WHAT THE TASK ASKS:
When you reach the line that contains "# pin one keypoint for each instance of the bush" in the entries below, begin returning lines exactly as written and continue through the last one.

[Point localization data]
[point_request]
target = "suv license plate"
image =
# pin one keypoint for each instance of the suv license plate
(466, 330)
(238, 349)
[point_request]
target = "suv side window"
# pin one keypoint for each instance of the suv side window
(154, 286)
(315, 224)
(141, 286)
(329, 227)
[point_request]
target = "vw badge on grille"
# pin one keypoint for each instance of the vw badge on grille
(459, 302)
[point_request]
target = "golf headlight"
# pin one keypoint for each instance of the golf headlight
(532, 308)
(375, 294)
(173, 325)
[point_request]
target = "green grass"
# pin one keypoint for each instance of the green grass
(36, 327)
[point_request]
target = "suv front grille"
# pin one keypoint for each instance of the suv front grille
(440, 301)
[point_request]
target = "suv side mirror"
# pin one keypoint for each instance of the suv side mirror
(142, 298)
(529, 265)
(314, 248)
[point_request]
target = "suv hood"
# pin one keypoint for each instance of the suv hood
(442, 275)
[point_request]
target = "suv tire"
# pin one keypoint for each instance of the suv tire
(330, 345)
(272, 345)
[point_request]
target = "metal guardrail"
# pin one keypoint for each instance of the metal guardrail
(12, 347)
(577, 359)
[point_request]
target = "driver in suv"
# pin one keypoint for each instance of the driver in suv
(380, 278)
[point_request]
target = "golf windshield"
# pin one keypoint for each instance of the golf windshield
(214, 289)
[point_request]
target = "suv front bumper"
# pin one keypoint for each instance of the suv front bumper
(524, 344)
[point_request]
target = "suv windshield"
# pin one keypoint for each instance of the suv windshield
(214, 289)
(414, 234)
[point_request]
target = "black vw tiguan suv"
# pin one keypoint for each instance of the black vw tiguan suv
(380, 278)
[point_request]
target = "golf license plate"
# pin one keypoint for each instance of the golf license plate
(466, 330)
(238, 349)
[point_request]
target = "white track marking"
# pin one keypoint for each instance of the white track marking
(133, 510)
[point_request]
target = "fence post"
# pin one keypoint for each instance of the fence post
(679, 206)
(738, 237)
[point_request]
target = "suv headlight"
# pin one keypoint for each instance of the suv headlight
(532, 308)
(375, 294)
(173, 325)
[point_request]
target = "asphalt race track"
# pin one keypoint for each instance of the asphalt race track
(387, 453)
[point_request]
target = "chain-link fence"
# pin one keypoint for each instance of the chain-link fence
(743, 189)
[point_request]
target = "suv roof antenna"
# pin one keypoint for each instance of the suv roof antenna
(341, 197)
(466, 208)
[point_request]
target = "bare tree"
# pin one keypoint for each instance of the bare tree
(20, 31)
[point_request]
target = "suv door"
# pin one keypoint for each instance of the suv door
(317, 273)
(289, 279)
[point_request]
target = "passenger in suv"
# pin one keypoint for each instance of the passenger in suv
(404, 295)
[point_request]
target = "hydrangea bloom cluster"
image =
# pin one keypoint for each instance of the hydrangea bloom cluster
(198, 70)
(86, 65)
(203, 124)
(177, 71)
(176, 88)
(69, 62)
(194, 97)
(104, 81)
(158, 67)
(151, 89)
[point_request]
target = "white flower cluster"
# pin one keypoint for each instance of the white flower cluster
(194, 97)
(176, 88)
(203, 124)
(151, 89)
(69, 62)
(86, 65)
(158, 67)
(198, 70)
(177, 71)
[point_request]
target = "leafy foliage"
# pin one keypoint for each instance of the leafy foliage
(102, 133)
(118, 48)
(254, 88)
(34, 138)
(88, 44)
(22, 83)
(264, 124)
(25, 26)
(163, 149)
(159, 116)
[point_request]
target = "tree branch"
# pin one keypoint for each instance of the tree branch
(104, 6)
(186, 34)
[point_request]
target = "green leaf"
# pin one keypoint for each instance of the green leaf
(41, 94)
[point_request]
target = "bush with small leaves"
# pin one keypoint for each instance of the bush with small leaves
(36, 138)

ANSWER SPACE:
# pin one keypoint for each instance of the bush with small leaves
(36, 138)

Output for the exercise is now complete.